Everything from the line containing "Target: person's hand" through the last line of the records must be returned verbatim, and nothing outside that range.

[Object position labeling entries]
★ ★ ★

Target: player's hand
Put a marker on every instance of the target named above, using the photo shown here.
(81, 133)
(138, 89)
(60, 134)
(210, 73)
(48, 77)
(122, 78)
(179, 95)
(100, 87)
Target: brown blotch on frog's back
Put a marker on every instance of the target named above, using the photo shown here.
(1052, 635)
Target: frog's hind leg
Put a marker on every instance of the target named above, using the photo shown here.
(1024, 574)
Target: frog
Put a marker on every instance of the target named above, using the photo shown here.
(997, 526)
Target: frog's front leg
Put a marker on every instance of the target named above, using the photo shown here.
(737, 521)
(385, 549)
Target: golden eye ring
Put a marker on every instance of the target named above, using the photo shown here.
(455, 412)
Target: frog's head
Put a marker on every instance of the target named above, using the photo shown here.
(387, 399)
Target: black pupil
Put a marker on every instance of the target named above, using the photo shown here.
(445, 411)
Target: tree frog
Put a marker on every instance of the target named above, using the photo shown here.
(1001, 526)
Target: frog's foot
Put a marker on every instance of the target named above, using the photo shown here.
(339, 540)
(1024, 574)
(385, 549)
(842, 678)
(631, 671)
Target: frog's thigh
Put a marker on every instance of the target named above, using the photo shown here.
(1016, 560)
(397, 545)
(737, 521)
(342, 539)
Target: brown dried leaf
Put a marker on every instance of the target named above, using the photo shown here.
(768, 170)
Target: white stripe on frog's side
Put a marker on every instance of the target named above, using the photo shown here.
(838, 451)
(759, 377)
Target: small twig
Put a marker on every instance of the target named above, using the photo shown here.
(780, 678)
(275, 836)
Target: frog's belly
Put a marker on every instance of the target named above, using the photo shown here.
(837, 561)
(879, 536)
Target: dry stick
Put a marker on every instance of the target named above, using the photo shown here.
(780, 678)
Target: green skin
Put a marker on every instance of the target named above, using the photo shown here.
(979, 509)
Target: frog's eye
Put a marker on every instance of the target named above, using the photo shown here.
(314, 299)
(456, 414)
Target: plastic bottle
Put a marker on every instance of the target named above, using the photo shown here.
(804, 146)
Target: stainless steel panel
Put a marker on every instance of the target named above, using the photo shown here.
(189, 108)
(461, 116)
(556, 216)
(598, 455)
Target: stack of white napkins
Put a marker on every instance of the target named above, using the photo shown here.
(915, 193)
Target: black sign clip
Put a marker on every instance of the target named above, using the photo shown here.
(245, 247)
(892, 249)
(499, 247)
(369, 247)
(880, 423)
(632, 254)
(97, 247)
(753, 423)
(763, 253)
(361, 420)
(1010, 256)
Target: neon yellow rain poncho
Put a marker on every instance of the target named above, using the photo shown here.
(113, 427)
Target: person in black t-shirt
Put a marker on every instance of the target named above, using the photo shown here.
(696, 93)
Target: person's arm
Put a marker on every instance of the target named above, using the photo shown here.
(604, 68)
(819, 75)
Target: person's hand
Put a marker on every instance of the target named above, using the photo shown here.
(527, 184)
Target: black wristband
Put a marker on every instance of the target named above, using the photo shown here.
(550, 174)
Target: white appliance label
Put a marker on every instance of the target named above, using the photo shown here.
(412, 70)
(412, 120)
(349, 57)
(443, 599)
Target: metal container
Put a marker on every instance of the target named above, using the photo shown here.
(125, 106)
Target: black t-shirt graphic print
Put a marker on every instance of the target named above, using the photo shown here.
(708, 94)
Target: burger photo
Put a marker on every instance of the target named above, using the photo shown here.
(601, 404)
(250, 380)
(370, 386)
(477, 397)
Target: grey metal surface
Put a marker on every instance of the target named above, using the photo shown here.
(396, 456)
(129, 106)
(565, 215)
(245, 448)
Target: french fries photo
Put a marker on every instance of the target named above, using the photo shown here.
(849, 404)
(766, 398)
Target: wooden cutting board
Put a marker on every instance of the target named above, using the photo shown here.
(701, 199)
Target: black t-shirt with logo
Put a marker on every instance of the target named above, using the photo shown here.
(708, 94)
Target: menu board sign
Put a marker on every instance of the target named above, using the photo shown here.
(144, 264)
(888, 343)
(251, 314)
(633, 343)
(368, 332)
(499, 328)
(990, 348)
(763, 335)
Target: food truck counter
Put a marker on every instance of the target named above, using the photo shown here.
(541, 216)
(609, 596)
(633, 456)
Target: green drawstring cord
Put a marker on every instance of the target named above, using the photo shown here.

★ ★ ★

> [OUTPUT]:
Target: person's hand
Put a marker on every instance of the target named above, using the photo shown here.
(527, 184)
Target: black wristband
Put a marker on every instance of the target named above, using the photo shown here.
(550, 174)
Target: white appliance label
Put a marker on every instance of the target named above, using the photo shown here.
(412, 70)
(412, 120)
(349, 57)
(443, 599)
Target: metal container
Put a marker on every instance of the target named above, using the photo shown here.
(125, 106)
Target: black t-shirt graphic print
Put a marker on every instance of the target named above, using the photo shown here.
(708, 94)
Target: burger photo
Put a marker on every instance of the target named above, using the photo shown here.
(601, 404)
(250, 380)
(370, 386)
(477, 397)
Target: grey metal surface
Put a marker on every instance of the target named above, using the photo shown here.
(396, 456)
(129, 106)
(565, 215)
(245, 448)
Target: french fries photo
Put a marker on every instance of the target named above, using the photo shown here.
(849, 404)
(766, 398)
Target: wooden cutting board
Put a marker on every instance of the target named above, using the photo shown here.
(701, 199)
Target: black t-shirt with logo
Put a marker on every instance of the target named above, using the photo shown here.
(708, 94)
Target: menu board sign
Put a marker on every instance of the target named above, using the photo shown here.
(144, 264)
(888, 343)
(251, 314)
(633, 343)
(368, 332)
(499, 328)
(990, 348)
(763, 335)
Target: food truck counter
Put a marker on every instance of the target named above, using the photo shown here.
(541, 216)
(609, 596)
(633, 456)
Target: green drawstring cord
Put a marker on every instance of the target named above, using the photo shown here.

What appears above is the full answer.